> **Work instruction**: The records that follow must be reproduced in full, exactly as written.
★ ★ ★ ★ ★ ★ ★
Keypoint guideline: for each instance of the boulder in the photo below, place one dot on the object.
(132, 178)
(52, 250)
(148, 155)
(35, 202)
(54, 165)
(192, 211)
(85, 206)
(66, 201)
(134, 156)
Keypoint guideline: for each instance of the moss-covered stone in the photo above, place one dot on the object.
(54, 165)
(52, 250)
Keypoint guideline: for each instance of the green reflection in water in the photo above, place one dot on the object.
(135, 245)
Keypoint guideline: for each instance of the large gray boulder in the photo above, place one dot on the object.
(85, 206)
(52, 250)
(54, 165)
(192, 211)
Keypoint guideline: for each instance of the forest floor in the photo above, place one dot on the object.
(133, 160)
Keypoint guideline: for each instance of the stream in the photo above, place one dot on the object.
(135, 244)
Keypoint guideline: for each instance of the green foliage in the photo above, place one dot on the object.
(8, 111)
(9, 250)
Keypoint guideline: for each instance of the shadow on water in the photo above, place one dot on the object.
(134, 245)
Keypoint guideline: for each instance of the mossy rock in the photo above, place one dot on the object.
★ ★ ★ ★ ★ ★ ★
> **Reply to the task**:
Keypoint guideline: for each instance of the boulder in the photo below, place one dot on the object.
(132, 178)
(52, 250)
(148, 155)
(35, 202)
(54, 165)
(192, 211)
(85, 206)
(66, 201)
(134, 156)
Keypoint guideline: for each instance of the moss-covered stone in the photo above, place one dot on the object.
(54, 165)
(52, 250)
Keypoint guideline: for each instance of the green reflection in water in the photo above, place one dot on the object.
(135, 245)
Keypoint guideline: for each instance of the large gray boulder in the photo above, place one dot on the object.
(85, 206)
(52, 250)
(54, 165)
(192, 211)
Keypoint guideline: for each instance of the forest floor in the photo above, place one dot on the object.
(133, 160)
Keypoint guideline: for each instance of the stream in the photo above, place one dot on the object.
(135, 244)
Keypoint guideline: for each instance of the green foliage in the photo above, place one dot on the object.
(8, 111)
(9, 250)
Keypoint guideline: for each instance of the shadow on water in the photo above, place one dot on the object.
(134, 245)
Keypoint guideline: for each instance of the mossy rock in the photo above, place one dot on the object.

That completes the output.